Soal Tertulis 1
Berdasarkan teks halaman, jelaskan alasan NU mengusulkan tanggal 1 Juni 1945 sebagai Hari Lahir Pancasila.

Teks Halaman

■ ■ ■ ■ ■ ■ ■

Hari Lahir (Harlah) Pancasila ditetapkan melalui Keputusan Presiden Nomor 24 Tahun 2016. Sebelumnya, Nahdlatul Ulama (NU) secara resmi dan kelembagaan meminta dan mengusulkan kepada Presiden Joko Widodo untuk menetapkan 1 Juni 1945 sebagai Hari Lahirnya Pancasila. Usulan tersebut disampaikan pada peringatan Hari Lahir ke-93 NU di Lapangan Candra Wilwatikta, Pasuruan Jawa Timur yang dihadiri sekitar 15.000 orang yang berasal dari warga NU dan ormas-ormas se-Jawa Timur.
Ketua Umum PBNU Said Aqil Siroj dalam kesempatan Harlah ke-93 NU tersebut
menyatakan bahwa NU telah melakukan berbagai kajian akademis, baik yang
bersifat historis maupun ideologis. "Hasilnya tidak dapat dipungkiri bahwa
pada tanggal 1 Juni 1945 itulah di depan Sidang BPUPKI Bung Karno untuk pertama
kalinya mencetuskan dan menawarkan gagasannya tentang lima dasar Indonesia
merdeka yang beliau beri nama Pancasila," ujar Kiai Said, Sabtu
(30/4/2016) kala itu.
Megawati Soekarnoputri yang diundang secara khusus oleh panitia Harlah ke-93 NU
dalam kapasitasnya sebagai Presiden RI ke-5 dan Putri Bung Karno didapuk untuk
menerima dokumen kajian akademis yang telah disusun oleh PBNU tentang usulan
penetapan 1 Juni 1945 sebagai Hari Lahir Pancasila. Dokumen tersebut diserahkan
langsung di hadapan 15.000 hadirin dan tokoh tokoh NU se-Jawa Timur oleh KH
Said Aqil Siroj.

■ ■ ■ ■ ■ ■ ■

Data Kerja

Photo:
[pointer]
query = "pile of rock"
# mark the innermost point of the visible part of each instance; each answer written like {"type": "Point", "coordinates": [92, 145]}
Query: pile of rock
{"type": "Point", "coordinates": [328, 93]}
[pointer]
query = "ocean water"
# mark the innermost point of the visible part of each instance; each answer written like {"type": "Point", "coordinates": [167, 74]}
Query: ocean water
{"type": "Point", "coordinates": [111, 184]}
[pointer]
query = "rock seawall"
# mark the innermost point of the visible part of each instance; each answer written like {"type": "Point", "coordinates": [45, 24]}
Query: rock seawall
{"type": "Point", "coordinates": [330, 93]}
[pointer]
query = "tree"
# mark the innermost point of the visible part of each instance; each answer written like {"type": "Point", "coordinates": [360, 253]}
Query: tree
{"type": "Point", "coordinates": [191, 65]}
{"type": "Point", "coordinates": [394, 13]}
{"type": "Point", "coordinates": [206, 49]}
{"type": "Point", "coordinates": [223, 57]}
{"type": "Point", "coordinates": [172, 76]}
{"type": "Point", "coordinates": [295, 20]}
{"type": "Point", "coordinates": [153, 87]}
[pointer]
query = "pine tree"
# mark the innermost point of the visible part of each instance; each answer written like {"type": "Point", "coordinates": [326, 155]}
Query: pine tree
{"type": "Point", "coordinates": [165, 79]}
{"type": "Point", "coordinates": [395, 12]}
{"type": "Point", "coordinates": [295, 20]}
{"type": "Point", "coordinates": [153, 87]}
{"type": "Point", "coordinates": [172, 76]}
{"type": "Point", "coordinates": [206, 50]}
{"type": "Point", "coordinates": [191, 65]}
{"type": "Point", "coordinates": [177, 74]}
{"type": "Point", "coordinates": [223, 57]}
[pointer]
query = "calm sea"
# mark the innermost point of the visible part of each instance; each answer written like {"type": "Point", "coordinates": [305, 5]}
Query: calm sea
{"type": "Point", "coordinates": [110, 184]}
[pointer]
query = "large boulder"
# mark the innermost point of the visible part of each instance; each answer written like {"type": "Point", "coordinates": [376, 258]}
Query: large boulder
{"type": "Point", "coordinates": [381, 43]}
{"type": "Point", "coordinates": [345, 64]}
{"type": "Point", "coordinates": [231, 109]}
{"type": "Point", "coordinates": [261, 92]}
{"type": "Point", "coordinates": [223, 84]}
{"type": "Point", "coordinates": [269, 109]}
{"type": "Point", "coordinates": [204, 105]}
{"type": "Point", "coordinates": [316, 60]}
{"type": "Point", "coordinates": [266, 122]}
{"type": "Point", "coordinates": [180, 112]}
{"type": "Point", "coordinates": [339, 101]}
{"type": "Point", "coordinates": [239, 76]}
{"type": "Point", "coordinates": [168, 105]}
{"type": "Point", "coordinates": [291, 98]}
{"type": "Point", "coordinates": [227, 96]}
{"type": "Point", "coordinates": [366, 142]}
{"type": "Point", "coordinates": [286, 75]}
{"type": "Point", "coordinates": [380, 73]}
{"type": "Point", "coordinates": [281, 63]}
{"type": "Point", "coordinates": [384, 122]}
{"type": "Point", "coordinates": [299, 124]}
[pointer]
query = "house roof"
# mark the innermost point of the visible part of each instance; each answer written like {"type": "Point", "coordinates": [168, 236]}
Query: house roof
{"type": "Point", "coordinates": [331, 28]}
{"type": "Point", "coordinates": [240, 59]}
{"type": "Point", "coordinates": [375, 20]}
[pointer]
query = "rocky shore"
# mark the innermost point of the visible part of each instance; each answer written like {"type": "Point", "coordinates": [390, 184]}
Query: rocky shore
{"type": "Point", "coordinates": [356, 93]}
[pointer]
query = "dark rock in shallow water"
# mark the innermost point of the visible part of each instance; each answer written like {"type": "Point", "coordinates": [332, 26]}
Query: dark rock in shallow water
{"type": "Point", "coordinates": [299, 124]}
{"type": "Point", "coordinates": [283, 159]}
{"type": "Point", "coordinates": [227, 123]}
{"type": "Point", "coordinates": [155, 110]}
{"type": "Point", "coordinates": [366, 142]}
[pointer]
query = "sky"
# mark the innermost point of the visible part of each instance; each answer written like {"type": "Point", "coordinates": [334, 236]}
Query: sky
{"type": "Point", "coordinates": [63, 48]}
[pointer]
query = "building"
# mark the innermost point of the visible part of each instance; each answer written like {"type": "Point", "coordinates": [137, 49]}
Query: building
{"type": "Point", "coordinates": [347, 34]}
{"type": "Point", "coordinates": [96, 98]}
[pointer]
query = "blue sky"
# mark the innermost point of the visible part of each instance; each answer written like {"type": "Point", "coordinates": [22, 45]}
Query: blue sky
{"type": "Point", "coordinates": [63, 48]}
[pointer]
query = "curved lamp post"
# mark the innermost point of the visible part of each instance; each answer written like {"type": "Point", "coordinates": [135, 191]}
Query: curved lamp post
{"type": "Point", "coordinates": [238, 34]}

■ ■ ■ ■ ■ ■ ■

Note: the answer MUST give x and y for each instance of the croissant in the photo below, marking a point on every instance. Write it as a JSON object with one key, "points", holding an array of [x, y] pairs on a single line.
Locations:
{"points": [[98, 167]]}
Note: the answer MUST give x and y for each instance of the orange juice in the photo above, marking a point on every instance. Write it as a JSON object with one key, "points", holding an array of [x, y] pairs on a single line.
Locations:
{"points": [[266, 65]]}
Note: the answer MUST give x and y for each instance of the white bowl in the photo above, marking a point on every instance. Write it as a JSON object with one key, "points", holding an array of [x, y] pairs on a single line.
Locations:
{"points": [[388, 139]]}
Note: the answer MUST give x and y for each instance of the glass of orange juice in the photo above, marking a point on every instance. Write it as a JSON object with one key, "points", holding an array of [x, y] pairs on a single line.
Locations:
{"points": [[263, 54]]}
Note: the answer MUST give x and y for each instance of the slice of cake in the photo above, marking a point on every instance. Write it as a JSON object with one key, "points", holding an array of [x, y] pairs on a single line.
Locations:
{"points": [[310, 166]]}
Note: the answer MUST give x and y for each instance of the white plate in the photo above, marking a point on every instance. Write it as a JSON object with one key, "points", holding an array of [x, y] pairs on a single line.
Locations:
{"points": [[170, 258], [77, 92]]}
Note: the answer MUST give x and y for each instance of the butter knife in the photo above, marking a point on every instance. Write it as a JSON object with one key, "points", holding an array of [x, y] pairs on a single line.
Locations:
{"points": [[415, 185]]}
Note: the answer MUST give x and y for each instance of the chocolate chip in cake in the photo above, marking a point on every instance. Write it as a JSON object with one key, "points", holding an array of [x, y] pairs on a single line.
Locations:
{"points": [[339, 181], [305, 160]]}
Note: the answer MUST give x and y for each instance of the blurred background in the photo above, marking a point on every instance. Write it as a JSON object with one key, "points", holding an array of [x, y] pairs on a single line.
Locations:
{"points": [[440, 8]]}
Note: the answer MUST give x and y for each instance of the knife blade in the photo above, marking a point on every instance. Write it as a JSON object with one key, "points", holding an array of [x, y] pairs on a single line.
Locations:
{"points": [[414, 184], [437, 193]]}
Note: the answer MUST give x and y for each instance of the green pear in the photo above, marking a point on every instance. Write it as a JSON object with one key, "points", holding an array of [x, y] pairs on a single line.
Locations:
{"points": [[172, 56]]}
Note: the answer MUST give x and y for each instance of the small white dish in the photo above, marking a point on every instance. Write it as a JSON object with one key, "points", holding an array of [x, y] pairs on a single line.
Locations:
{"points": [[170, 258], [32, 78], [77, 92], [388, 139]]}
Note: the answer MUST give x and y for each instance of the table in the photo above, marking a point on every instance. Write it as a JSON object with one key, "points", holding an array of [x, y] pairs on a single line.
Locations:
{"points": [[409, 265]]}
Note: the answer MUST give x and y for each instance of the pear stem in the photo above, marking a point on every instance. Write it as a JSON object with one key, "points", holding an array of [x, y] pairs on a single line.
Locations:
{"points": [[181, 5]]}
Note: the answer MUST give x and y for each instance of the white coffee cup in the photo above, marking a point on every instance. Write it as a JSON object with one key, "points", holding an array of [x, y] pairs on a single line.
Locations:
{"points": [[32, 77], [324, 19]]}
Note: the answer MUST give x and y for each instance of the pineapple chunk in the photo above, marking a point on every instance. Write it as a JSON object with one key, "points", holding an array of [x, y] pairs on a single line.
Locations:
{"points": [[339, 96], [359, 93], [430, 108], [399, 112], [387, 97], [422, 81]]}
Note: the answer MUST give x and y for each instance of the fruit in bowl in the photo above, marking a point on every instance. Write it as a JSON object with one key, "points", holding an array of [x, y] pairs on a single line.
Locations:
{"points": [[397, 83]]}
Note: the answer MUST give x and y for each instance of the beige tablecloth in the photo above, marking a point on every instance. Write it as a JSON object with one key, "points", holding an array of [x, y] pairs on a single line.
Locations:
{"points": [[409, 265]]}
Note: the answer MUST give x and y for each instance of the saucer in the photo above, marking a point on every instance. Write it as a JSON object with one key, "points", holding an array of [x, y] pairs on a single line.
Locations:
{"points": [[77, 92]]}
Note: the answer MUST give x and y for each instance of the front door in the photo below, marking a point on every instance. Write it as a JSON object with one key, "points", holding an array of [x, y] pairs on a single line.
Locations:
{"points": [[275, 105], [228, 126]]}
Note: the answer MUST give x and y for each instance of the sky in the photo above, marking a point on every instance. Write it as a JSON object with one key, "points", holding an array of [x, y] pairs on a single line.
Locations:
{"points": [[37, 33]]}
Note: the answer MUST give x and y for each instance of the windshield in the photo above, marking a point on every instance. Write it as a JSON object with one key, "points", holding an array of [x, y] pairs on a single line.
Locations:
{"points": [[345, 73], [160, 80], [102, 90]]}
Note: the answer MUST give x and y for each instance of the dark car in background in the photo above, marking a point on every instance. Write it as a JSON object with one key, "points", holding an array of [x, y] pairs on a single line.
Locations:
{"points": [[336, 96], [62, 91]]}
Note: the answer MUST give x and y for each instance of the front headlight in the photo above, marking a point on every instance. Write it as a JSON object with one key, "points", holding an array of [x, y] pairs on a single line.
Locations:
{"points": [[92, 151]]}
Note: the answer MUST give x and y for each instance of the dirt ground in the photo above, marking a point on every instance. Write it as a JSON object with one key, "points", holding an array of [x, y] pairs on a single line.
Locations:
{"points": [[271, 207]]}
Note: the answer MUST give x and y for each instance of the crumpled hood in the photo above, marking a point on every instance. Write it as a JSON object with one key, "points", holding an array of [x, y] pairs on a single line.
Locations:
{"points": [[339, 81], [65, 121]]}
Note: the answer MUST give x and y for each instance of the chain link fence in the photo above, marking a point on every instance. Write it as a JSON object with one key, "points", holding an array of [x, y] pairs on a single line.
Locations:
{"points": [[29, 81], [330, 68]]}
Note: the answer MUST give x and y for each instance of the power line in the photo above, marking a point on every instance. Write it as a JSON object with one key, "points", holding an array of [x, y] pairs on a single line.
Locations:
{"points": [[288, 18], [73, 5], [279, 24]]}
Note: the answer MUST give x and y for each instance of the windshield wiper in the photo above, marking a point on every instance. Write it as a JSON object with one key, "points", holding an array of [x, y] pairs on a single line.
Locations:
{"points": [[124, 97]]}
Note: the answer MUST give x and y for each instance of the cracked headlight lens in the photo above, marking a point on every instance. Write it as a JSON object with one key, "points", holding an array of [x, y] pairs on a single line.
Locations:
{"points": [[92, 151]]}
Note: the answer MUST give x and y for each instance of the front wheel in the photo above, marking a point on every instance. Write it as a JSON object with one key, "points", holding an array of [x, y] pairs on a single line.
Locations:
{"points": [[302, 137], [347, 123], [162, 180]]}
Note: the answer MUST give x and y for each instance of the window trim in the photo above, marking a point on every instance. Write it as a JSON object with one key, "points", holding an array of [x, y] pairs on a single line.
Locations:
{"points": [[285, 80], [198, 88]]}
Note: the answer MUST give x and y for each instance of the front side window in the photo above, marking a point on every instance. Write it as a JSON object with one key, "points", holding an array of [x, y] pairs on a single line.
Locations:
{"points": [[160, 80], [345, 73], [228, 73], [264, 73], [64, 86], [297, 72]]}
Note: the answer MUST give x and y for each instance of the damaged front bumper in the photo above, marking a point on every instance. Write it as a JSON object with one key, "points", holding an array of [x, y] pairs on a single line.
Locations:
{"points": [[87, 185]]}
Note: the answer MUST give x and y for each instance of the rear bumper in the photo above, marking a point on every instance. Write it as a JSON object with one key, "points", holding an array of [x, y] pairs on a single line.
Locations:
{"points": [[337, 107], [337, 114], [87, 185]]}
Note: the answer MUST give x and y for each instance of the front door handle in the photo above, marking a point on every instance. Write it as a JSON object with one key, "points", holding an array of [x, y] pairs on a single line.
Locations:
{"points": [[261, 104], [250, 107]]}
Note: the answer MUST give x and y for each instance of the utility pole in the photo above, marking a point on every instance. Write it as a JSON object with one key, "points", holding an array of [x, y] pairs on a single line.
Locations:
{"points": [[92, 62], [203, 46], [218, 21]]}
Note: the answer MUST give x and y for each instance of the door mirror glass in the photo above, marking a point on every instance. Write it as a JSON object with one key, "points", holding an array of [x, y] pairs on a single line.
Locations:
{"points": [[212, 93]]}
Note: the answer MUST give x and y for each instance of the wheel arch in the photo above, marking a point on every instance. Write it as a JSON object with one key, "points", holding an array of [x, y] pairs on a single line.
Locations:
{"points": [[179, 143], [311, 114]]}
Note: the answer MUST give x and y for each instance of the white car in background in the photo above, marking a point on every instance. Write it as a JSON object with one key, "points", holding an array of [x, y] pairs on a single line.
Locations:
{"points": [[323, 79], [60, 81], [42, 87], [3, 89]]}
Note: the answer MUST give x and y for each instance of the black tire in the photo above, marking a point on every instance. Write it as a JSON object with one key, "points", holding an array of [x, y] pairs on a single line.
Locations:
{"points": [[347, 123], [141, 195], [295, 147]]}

■ ■ ■ ■ ■ ■ ■

Soal Tertulis 2
Temukan setiap baris dalam data yang memuat kata "headlight", lalu salin baris-baris tersebut.

Hasil Latihan 1
Menurut Ketua Umum PBNU Said Aqil Siroj, NU telah melakukan kajian akademis yang bersifat historis maupun ideologis. Hasilnya menunjukkan bahwa pada 1 Juni 1945, di depan Sidang BPUPKI, Bung Karno untuk pertama kalinya mencetuskan dan menawarkan gagasannya tentang lima dasar Indonesia merdeka yang ia beri nama Pancasila.

Hasil Latihan 2
Note: the answer MUST give x and y for each instance of the front headlight in the photo above, marking a point on every instance. Write it as a JSON object with one key, "points", holding an array of [x, y] pairs on a single line.
Note: the answer MUST give x and y for each instance of the cracked headlight lens in the photo above, marking a point on every instance. Write it as a JSON object with one key, "points", holding an array of [x, y] pairs on a single line.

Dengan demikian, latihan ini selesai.